[AIM OF THE TASK] Would you copy each line of the records that includes the word "Target"?

BEGIN EXTRACTED DATA

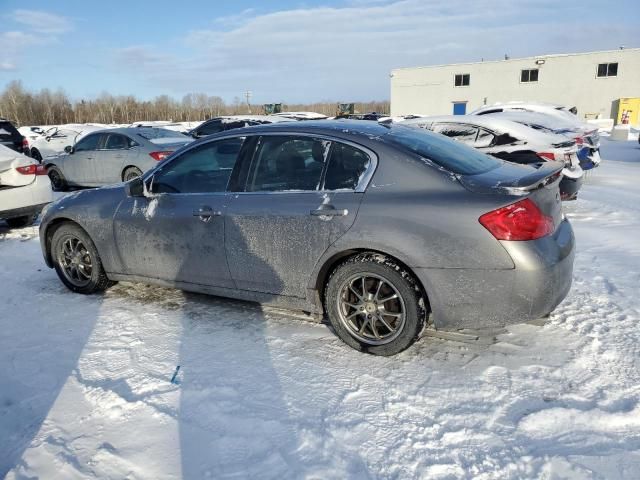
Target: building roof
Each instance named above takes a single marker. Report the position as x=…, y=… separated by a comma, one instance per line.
x=553, y=55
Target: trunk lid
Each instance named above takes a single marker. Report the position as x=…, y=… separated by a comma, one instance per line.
x=539, y=182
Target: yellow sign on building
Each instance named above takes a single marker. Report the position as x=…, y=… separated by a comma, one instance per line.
x=628, y=108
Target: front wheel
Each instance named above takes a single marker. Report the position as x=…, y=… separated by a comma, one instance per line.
x=131, y=173
x=374, y=305
x=76, y=260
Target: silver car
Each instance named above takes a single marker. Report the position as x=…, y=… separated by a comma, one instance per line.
x=384, y=228
x=111, y=156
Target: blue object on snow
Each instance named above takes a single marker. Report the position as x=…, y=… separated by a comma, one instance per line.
x=175, y=374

END EXTRACTED DATA

[RESPONSE AREA]
Target: building roof
Target: trunk lid
Target: yellow sign on building
Target: front wheel
Target: silver car
Target: blue object on snow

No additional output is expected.